===== EXTRAIT DU DOCUMENT =====
Intervention de Vincent Segouin

Délégation aux entreprises — Réunion du 8 décembre 2022 à 9h50
Examen du rapport d'information relatif aux difficultés des pme et eti face au défi du commerce extérieur

Photo de Vincent SegouinVincent Segouin, co-rapporteur :

Monsieur le président, chers collègues, nous sommes heureux de revenir vers vous pour la troisième fois pour évoquer le sujet du commerce extérieur de la France. La première présentation était un bilan d'étape et la seconde le compte rendu de nos déplacements en Italie, en Allemagne et au Royaume-Uni. Le temps des conclusions est venu et je dois dire que l'on pourrait aisément se sentir découragé face à l'ampleur du problème ; mais évidemment cela n'est pas dans nos gènes de sénateurs et en particulier à la délégation aux entreprises.

La question du commerce extérieur et du déficit de la balance commerciale en particulier pourrait paraître insurmontable tant l'évolution de la situation française est catastrophique.
=====
SÉRIE DE TÂCHES:
A – Dans l'intervention sur le commerce extérieur, dans quels pays les rapporteurs se sont-ils rendus ?
B – Prolongez l'intervention sur le commerce extérieur à partir de sa dernière phrase.
===== DONNÉES FOURNIES =====
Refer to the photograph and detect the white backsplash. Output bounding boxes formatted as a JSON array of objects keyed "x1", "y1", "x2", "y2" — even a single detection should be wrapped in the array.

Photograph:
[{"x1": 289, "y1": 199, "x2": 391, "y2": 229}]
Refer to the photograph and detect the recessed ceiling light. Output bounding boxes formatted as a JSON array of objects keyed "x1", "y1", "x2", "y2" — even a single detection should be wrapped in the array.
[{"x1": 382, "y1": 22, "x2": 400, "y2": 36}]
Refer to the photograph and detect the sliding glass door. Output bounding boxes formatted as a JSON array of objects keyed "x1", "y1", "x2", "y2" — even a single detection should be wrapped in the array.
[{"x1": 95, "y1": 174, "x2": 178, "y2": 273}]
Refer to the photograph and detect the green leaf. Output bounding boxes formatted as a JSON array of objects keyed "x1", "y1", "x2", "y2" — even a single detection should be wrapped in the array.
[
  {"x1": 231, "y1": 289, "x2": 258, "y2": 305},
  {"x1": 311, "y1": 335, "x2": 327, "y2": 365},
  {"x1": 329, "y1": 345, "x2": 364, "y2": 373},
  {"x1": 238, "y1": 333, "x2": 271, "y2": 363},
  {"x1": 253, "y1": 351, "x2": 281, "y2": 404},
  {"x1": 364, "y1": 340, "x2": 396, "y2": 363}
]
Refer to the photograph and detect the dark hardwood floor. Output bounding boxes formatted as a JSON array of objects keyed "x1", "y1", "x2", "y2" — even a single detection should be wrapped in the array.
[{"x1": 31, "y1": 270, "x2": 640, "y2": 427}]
=====
EN RÉPONSE:
A – En Italie, en Allemagne et au Royaume-Uni.

B –
Cette situation résulte d'une erreur stratégique que fut le choix, assumé par les gouvernements successifs, de la désindustrialisation. Tous les économistes entendus nous l'ont dit. La Cour des comptes le rappelle également, dans un rapport publié il y a deux mois ; elle y précise que parmi les grands pays industrialisés, la France est celui qui a connu la désindustrialisation la plus marquée au cours de ces 40 dernières années. La part de l'industrie dans le PIB a diminué de 10 points depuis 1980 pour atteindre 13,5 % en 2019, contre 24,2 % en Allemagne et 19,6 % en Italie ou 15,8 % en Espagne. Vous le verrez dans un prochain graphique, le classement de ces pays selon la part de l'industrie dans le PIB est exactement celui du classement des mêmes pays par la balance commerciale. Ce phénomène de désindustrialisation s'est accompagné de nombreuses délocalisations. Les entreprises françaises se sont délocalisées pour produire moins cher et pour limiter la baisse du pouvoir d'achat des Français sans nécessairement conquérir les marchés locaux. Seuls 3,2 millions d'emplois industriels sont recensés en France, contre 7 millions en Allemagne, je tiens à le préciser. Logiquement, la diminution du nombre d'entreprises industrielles, plus portées vers l'export que les autres, a entraîné un ralentissement des exportations industrielles : entre 2002 et 2020, elles n'ont augmenté, en valeur, que de 1 % contre 3,6 % en Allemagne.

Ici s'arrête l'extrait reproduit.